Data entries
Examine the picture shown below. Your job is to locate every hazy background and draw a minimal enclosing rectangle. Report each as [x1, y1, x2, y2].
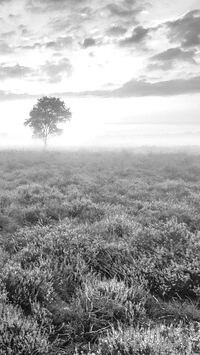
[0, 0, 200, 147]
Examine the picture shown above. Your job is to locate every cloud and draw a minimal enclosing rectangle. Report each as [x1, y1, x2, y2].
[26, 0, 88, 12]
[147, 47, 197, 70]
[0, 40, 14, 55]
[83, 38, 96, 48]
[56, 76, 200, 98]
[106, 0, 144, 24]
[165, 10, 200, 48]
[44, 36, 73, 51]
[0, 76, 200, 101]
[0, 63, 32, 80]
[106, 25, 127, 37]
[119, 26, 151, 46]
[40, 58, 73, 83]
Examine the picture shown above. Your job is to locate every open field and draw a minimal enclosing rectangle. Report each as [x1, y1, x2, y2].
[0, 151, 200, 355]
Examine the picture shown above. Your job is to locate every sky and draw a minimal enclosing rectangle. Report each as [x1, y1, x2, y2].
[0, 0, 200, 146]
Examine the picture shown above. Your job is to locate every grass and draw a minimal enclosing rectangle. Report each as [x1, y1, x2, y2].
[0, 151, 200, 355]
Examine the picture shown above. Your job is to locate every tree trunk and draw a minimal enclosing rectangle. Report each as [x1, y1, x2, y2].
[43, 136, 47, 149]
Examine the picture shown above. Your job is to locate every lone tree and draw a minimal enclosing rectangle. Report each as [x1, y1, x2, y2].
[24, 96, 72, 147]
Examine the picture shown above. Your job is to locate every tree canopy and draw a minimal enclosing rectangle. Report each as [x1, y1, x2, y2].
[24, 96, 72, 146]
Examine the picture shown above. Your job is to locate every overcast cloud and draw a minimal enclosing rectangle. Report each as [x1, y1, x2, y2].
[0, 0, 200, 100]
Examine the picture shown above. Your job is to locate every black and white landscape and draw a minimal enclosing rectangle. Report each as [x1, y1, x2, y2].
[0, 0, 200, 355]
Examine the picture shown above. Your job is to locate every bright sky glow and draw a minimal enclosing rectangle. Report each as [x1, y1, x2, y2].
[0, 0, 200, 146]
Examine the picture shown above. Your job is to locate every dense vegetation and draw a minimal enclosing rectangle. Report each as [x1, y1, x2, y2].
[0, 152, 200, 355]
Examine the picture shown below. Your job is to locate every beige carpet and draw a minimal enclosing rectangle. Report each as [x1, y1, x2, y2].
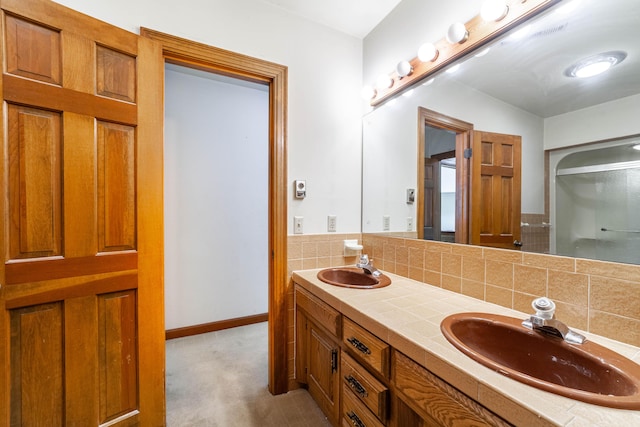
[166, 322, 330, 427]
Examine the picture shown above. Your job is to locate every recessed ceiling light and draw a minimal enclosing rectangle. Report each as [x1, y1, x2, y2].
[564, 50, 627, 78]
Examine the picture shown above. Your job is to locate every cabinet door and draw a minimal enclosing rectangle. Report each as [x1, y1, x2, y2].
[307, 322, 340, 425]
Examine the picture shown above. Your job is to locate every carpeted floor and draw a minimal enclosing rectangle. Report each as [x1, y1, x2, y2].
[166, 322, 330, 427]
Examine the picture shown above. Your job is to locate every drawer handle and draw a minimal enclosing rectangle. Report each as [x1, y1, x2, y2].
[347, 411, 367, 427]
[344, 375, 369, 397]
[347, 337, 371, 354]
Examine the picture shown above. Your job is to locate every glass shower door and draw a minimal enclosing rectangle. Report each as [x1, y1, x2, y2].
[595, 168, 640, 264]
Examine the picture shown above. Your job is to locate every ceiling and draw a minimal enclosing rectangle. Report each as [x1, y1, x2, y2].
[453, 0, 640, 117]
[263, 0, 401, 39]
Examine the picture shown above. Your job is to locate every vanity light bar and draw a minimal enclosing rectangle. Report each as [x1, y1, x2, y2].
[370, 0, 560, 106]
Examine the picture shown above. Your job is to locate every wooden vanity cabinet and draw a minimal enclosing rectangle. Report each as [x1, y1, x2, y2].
[391, 350, 511, 427]
[295, 287, 342, 426]
[295, 285, 511, 427]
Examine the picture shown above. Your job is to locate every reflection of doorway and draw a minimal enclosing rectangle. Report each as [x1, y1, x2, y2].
[417, 107, 473, 243]
[417, 107, 522, 249]
[422, 124, 456, 242]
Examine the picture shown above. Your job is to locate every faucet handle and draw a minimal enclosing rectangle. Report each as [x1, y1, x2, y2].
[531, 297, 556, 319]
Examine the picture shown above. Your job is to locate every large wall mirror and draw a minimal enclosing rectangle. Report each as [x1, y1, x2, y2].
[362, 0, 640, 263]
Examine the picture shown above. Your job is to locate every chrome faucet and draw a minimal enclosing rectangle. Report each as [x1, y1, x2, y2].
[356, 254, 382, 277]
[522, 297, 587, 344]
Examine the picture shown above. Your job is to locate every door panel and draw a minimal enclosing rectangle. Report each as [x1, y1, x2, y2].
[10, 303, 64, 426]
[470, 131, 521, 249]
[7, 104, 62, 260]
[0, 0, 164, 426]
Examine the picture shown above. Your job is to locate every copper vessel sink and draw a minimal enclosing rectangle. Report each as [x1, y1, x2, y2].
[318, 267, 391, 289]
[440, 313, 640, 410]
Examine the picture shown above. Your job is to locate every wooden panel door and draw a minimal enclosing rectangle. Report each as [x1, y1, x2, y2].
[0, 0, 164, 426]
[469, 131, 522, 249]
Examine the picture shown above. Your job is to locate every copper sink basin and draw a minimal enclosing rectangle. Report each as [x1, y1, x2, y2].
[318, 267, 391, 289]
[440, 313, 640, 410]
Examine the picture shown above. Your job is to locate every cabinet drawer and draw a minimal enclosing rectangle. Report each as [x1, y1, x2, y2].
[295, 286, 340, 338]
[341, 353, 388, 422]
[393, 351, 510, 427]
[342, 384, 384, 427]
[342, 317, 390, 378]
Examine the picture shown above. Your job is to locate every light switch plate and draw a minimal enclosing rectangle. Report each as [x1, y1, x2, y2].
[327, 215, 338, 233]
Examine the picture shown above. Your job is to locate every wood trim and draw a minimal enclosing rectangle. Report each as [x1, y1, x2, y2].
[140, 27, 289, 394]
[136, 37, 166, 425]
[416, 107, 473, 243]
[371, 0, 560, 106]
[3, 74, 138, 125]
[165, 313, 269, 340]
[5, 272, 138, 310]
[5, 252, 138, 285]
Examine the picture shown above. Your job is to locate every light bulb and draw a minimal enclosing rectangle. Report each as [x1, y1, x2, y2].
[396, 61, 413, 78]
[446, 22, 469, 44]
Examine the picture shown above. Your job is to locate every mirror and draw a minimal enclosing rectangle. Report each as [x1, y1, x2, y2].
[362, 0, 640, 262]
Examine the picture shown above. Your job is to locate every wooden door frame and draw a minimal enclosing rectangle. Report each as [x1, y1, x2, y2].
[140, 27, 288, 394]
[416, 107, 473, 243]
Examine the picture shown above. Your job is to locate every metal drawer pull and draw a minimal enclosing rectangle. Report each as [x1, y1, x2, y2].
[347, 411, 367, 427]
[344, 375, 369, 397]
[347, 337, 371, 354]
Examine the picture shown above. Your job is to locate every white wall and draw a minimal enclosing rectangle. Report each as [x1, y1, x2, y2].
[164, 66, 269, 329]
[544, 95, 640, 150]
[53, 0, 362, 234]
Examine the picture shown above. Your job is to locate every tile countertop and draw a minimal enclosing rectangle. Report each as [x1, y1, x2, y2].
[293, 269, 640, 427]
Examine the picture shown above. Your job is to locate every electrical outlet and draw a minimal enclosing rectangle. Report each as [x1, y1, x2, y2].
[327, 215, 338, 233]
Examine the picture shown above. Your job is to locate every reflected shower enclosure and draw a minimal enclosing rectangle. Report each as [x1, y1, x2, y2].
[554, 140, 640, 264]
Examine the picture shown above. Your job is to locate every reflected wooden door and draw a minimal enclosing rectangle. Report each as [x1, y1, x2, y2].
[0, 0, 164, 426]
[469, 131, 522, 249]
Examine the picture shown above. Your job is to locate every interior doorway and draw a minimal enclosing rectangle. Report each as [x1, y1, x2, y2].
[164, 63, 269, 332]
[140, 28, 288, 394]
[417, 107, 473, 243]
[422, 124, 456, 242]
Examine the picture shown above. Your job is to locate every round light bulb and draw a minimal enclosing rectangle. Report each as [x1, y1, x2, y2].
[418, 43, 439, 62]
[396, 61, 413, 78]
[480, 0, 509, 22]
[446, 22, 469, 44]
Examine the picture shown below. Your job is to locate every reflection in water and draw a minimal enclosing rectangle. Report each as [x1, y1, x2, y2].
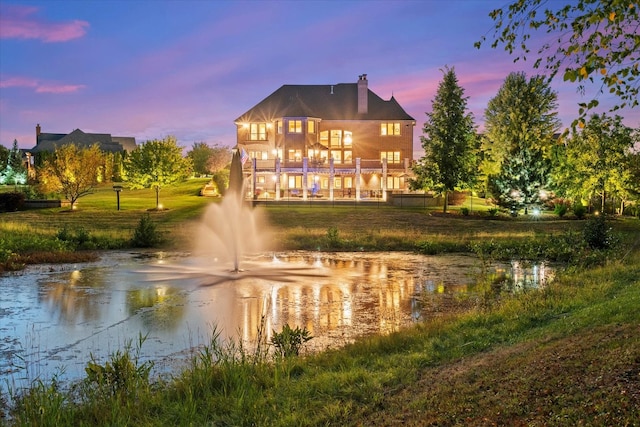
[0, 252, 550, 384]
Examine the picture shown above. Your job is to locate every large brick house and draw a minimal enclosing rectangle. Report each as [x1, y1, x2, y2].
[30, 124, 136, 154]
[235, 74, 415, 200]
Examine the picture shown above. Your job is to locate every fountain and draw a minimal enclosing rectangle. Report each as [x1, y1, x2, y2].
[147, 149, 327, 286]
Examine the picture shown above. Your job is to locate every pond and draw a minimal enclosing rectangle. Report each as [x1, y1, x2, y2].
[0, 251, 552, 389]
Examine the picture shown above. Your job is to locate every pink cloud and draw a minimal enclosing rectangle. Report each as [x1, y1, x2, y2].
[0, 77, 86, 93]
[36, 85, 86, 93]
[0, 5, 89, 43]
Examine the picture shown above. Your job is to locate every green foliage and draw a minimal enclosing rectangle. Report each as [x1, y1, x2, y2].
[0, 192, 25, 212]
[85, 335, 154, 399]
[553, 202, 569, 218]
[125, 136, 192, 209]
[38, 144, 104, 209]
[481, 73, 560, 208]
[187, 142, 231, 175]
[271, 323, 313, 358]
[571, 203, 587, 219]
[131, 214, 164, 248]
[410, 68, 477, 212]
[583, 214, 615, 249]
[553, 114, 639, 210]
[327, 226, 340, 248]
[475, 0, 640, 127]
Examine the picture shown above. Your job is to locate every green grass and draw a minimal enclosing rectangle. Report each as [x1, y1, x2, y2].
[0, 182, 640, 426]
[6, 250, 640, 426]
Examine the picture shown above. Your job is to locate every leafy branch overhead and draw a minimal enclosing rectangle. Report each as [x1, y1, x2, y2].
[475, 0, 640, 127]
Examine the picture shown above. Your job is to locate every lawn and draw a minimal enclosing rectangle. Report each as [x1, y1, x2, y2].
[0, 182, 640, 426]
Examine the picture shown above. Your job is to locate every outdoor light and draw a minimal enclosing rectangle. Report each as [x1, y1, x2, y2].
[113, 185, 122, 210]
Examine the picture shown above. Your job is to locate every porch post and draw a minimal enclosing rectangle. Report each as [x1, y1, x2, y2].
[302, 157, 309, 200]
[356, 157, 360, 201]
[329, 157, 335, 201]
[381, 157, 387, 202]
[276, 157, 280, 200]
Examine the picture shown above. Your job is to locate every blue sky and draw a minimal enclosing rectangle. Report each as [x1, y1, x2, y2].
[0, 0, 640, 151]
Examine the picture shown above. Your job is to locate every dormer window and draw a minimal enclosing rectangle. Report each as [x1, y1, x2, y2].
[289, 120, 302, 133]
[380, 122, 400, 136]
[249, 123, 267, 141]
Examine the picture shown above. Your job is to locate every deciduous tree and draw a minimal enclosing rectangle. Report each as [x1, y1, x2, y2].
[126, 136, 192, 209]
[38, 144, 104, 210]
[475, 0, 640, 128]
[553, 114, 638, 211]
[411, 68, 477, 212]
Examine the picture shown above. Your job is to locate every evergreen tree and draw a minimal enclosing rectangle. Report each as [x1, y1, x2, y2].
[411, 67, 477, 212]
[481, 73, 560, 209]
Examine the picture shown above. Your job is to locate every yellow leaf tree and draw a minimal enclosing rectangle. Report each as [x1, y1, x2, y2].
[38, 144, 104, 210]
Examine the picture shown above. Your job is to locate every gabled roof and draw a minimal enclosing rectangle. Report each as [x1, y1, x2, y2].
[31, 129, 136, 153]
[236, 83, 414, 123]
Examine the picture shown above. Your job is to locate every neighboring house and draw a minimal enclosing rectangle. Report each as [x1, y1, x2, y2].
[235, 74, 415, 200]
[30, 124, 136, 154]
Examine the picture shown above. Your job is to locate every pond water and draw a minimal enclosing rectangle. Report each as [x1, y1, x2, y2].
[0, 252, 552, 390]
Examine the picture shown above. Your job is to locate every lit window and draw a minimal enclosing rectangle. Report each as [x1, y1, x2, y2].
[380, 123, 400, 136]
[331, 130, 342, 147]
[331, 150, 342, 163]
[380, 151, 400, 163]
[249, 123, 267, 141]
[343, 130, 353, 147]
[320, 130, 329, 147]
[289, 150, 302, 162]
[289, 120, 302, 133]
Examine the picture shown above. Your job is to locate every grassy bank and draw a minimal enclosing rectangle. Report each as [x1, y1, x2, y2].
[0, 185, 640, 426]
[6, 244, 640, 426]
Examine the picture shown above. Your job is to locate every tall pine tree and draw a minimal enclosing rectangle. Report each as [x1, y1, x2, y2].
[411, 67, 477, 212]
[482, 73, 560, 209]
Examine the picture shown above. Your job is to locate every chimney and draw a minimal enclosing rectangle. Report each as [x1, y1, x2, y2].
[358, 74, 369, 114]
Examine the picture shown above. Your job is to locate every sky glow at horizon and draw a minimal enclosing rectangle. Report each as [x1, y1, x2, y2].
[0, 0, 640, 154]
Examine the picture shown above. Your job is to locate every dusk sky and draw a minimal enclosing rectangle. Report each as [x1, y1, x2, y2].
[0, 0, 640, 157]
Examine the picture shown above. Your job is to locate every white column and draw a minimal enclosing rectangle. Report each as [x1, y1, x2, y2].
[329, 157, 335, 200]
[302, 157, 309, 200]
[276, 157, 280, 200]
[355, 157, 360, 200]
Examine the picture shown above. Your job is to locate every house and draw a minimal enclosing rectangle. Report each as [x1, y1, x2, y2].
[30, 124, 136, 154]
[235, 74, 415, 200]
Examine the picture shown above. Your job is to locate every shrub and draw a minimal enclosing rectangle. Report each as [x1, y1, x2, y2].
[131, 214, 162, 248]
[573, 203, 587, 219]
[327, 227, 340, 247]
[553, 203, 569, 218]
[271, 323, 313, 358]
[0, 191, 25, 212]
[582, 214, 613, 249]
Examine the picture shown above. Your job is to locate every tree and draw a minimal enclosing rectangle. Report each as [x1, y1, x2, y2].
[38, 144, 104, 210]
[475, 0, 640, 128]
[0, 139, 27, 184]
[187, 142, 231, 175]
[481, 73, 560, 208]
[0, 145, 9, 184]
[553, 114, 638, 212]
[125, 136, 192, 209]
[411, 68, 477, 212]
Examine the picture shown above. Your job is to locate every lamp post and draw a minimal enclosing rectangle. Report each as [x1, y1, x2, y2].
[113, 185, 122, 210]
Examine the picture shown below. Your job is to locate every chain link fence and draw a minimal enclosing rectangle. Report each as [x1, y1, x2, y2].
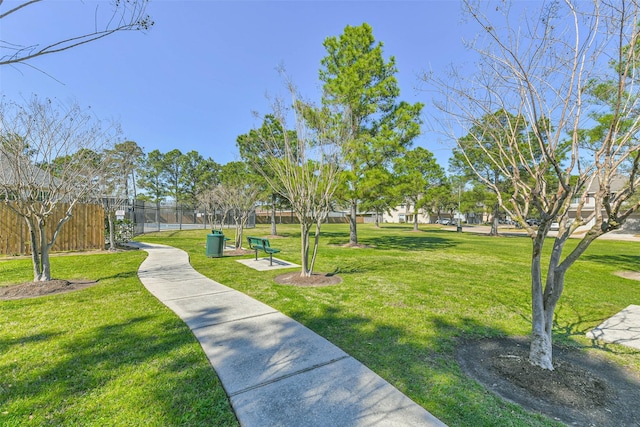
[127, 200, 256, 235]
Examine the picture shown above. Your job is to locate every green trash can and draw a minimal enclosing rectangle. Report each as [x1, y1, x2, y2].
[206, 234, 224, 258]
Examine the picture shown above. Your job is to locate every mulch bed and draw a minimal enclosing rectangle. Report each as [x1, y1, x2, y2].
[456, 338, 640, 427]
[274, 271, 342, 287]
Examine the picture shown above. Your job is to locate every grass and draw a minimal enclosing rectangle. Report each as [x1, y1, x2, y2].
[0, 251, 237, 426]
[142, 225, 640, 426]
[0, 225, 640, 426]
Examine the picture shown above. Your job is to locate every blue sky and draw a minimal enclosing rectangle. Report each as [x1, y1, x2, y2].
[0, 0, 480, 167]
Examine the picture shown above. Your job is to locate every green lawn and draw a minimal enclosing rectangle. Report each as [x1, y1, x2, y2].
[0, 251, 238, 426]
[0, 225, 640, 426]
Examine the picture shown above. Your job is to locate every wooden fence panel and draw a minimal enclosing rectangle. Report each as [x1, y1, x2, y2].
[0, 203, 105, 255]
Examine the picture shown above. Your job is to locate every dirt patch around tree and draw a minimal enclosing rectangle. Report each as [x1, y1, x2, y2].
[456, 338, 640, 427]
[0, 279, 98, 301]
[273, 271, 342, 287]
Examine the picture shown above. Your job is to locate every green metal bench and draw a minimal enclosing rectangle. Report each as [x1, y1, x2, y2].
[247, 236, 280, 266]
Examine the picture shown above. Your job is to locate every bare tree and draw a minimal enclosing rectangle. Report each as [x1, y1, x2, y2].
[213, 183, 261, 249]
[430, 0, 640, 370]
[255, 84, 349, 277]
[197, 187, 224, 229]
[0, 97, 118, 281]
[0, 0, 154, 65]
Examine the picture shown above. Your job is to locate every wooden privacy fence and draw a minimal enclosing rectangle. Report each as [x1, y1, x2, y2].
[0, 202, 105, 255]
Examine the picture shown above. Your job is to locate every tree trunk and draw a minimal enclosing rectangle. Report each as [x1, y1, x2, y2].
[107, 211, 116, 251]
[489, 203, 500, 236]
[299, 218, 311, 277]
[271, 193, 278, 236]
[349, 200, 358, 246]
[529, 233, 553, 371]
[24, 216, 42, 281]
[156, 201, 160, 231]
[38, 220, 51, 282]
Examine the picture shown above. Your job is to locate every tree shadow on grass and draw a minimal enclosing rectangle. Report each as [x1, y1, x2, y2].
[293, 307, 640, 426]
[365, 233, 458, 251]
[0, 315, 237, 425]
[291, 307, 543, 425]
[581, 254, 640, 271]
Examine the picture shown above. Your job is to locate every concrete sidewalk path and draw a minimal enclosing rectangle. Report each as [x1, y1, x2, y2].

Objective: Rewrite the lines starting with the line containing "every reflected shower" and continuing through the line containing "[554, 140, 640, 264]", changing "shower enclosure" to "shower stall" and keeping everything else the same.

Output:
Examine the picture shown above. Your job is to locate every reflected shower stall and draw a minimal enclosing rectangle. Report each as [x1, y1, x2, y2].
[554, 140, 640, 264]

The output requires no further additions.